** Source passage **
+===+

======================================================================
= Hedda_Gabler =
======================================================================
Introduction
======================================================================
'Hedda Gabler' () is a play written by Norwegian playwright Henrik
Ibsen. The world premiere was staged on 31 January 1891 at the
Residenztheater in Munich. Ibsen himself was in attendance, although
he remained back-stage. The play has been canonized as a masterpiece
within the genres of literary realism, 19th-century theatre, and world
drama. Ibsen mainly wrote realistic plays until his forays into
modern drama. 'Hedda Gabler' dramatizes the experiences of the title
character, Hedda, the daughter of a general, who is trapped in a
marriage and a house that she does not want. Overall, the title
character for 'Hedda Gabler' is considered one of the great dramatic
roles in theater. The year following its publication, the play
received negative feedback and reviews. Hedda Gabler has been
described as a female variation of Hamlet.
Hedda's married name is Hedda Tesman; Gabler is her maiden name. On
the subject of the title, Ibsen wrote: "My intention in giving it this
name was to indicate that Hedda as a personality is to be regarded
rather as her father's daughter than her husband's wife."
Characters
======================================================================
* Hedda Tesman ('née' Gabler) -- The main character, newly married and
bored with both her marriage and life, seeks to influence a human fate
for the first time. She is the daughter of General Gabler. She wants
luxury but has no funds.

+===+

** Aim **
Reproduce the Hedda Gabler passage above in full, word for word, from its title line through the last sentence.

** Data excerpts **
+===+

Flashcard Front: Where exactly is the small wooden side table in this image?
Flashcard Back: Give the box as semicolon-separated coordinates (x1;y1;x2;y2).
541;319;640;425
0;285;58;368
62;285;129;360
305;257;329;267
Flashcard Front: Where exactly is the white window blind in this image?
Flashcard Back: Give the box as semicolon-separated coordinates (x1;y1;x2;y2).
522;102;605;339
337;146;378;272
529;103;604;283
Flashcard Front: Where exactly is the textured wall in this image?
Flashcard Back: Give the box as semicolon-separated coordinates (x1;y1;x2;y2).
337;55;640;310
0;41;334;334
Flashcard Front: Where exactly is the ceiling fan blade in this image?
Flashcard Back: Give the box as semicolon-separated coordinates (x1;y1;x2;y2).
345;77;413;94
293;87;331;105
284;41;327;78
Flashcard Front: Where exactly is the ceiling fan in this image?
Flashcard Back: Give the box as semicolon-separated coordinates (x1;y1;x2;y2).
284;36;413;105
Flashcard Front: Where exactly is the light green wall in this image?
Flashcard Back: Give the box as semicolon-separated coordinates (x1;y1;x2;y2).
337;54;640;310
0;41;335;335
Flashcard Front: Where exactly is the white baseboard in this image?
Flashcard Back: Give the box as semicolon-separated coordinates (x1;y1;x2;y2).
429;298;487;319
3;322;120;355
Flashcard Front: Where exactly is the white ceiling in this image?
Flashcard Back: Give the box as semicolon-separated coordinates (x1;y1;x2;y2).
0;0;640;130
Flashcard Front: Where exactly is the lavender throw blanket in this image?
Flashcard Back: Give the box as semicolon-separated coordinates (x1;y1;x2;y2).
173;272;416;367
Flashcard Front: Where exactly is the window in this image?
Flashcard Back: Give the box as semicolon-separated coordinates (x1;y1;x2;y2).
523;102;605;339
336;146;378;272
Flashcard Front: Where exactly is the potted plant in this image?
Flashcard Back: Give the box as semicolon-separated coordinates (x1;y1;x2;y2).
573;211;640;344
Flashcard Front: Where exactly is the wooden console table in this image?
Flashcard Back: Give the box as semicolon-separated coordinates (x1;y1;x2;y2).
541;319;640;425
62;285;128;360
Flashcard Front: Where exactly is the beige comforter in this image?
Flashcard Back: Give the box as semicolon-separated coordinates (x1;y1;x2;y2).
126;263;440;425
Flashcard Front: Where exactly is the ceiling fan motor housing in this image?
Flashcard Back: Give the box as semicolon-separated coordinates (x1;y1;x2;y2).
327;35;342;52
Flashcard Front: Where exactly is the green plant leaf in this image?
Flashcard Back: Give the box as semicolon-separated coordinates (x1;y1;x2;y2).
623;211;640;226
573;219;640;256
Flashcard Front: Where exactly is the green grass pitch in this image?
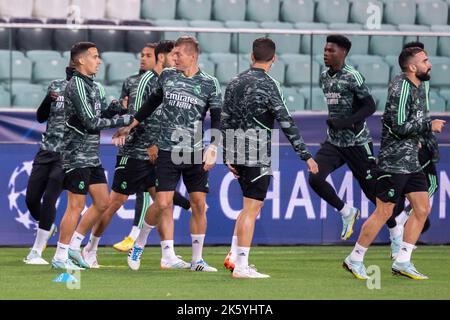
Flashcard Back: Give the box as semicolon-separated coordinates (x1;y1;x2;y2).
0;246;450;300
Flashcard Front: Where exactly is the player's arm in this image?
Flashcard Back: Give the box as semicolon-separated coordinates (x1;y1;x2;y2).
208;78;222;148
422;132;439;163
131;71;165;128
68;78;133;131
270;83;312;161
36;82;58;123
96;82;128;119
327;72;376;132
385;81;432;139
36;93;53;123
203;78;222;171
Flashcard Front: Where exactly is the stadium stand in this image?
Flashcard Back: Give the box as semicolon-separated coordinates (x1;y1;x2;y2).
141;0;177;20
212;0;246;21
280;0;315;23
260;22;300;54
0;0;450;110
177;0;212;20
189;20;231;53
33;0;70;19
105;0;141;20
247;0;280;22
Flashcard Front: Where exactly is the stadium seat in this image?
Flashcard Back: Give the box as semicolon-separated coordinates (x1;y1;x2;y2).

+===+

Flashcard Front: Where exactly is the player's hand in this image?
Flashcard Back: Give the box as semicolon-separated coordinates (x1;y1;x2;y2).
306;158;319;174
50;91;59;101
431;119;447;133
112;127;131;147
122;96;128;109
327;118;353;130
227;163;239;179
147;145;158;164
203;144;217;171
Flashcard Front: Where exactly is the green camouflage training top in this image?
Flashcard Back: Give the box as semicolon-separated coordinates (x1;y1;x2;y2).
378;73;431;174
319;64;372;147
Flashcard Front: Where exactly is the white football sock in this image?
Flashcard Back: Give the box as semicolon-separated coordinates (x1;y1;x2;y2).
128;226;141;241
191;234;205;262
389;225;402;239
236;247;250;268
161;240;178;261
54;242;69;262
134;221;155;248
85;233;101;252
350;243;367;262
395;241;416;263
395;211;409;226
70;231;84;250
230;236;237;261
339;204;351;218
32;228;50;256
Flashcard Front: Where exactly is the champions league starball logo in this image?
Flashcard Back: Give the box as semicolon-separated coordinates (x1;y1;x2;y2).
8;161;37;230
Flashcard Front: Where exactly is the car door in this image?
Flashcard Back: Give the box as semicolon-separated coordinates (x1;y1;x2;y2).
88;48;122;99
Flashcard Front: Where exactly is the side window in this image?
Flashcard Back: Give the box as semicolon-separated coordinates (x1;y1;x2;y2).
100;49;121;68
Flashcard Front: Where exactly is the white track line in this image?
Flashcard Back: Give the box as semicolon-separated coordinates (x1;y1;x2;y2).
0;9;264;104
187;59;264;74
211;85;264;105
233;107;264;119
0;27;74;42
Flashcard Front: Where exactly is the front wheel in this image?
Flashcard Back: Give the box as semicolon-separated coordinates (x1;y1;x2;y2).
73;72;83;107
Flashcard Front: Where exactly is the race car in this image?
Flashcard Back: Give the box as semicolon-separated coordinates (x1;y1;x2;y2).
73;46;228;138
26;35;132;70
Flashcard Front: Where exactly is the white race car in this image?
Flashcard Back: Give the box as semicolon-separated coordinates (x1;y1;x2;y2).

+===+

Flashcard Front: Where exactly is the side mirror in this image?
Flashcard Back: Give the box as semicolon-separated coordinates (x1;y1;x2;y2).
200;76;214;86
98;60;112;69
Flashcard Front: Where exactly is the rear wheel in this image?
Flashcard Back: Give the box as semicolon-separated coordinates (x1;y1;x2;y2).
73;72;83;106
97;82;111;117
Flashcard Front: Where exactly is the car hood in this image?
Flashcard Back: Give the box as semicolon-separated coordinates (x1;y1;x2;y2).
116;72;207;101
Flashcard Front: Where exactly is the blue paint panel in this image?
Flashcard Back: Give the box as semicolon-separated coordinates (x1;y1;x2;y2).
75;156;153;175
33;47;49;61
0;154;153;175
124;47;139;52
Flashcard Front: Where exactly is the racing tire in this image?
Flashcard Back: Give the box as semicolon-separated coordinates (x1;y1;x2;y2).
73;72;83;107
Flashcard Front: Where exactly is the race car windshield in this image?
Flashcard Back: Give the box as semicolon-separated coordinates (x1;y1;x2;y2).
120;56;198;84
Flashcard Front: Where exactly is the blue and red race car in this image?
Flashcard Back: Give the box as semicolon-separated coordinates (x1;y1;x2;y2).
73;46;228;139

+===+

** Answer for the task **
======================================================================
= Hedda_Gabler =
======================================================================
Introduction
======================================================================
'Hedda Gabler' () is a play written by Norwegian playwright Henrik
Ibsen. The world premiere was staged on 31 January 1891 at the
Residenztheater in Munich. Ibsen himself was in attendance, although
he remained back-stage. The play has been canonized as a masterpiece
within the genres of literary realism, 19th-century theatre, and world
drama. Ibsen mainly wrote realistic plays until his forays into
modern drama. 'Hedda Gabler' dramatizes the experiences of the title
character, Hedda, the daughter of a general, who is trapped in a
marriage and a house that she does not want. Overall, the title
character for 'Hedda Gabler' is considered one of the great dramatic
roles in theater. The year following its publication, the play
received negative feedback and reviews. Hedda Gabler has been
described as a female variation of Hamlet.
Hedda's married name is Hedda Tesman; Gabler is her maiden name. On
the subject of the title, Ibsen wrote: "My intention in giving it this
name was to indicate that Hedda as a personality is to be regarded
rather as her father's daughter than her husband's wife."
Characters
======================================================================
* Hedda Tesman ('née' Gabler) -- The main character, newly married and
bored with both her marriage and life, seeks to influence a human fate
for the first time. She is the daughter of General Gabler. She wants
luxury but has no funds.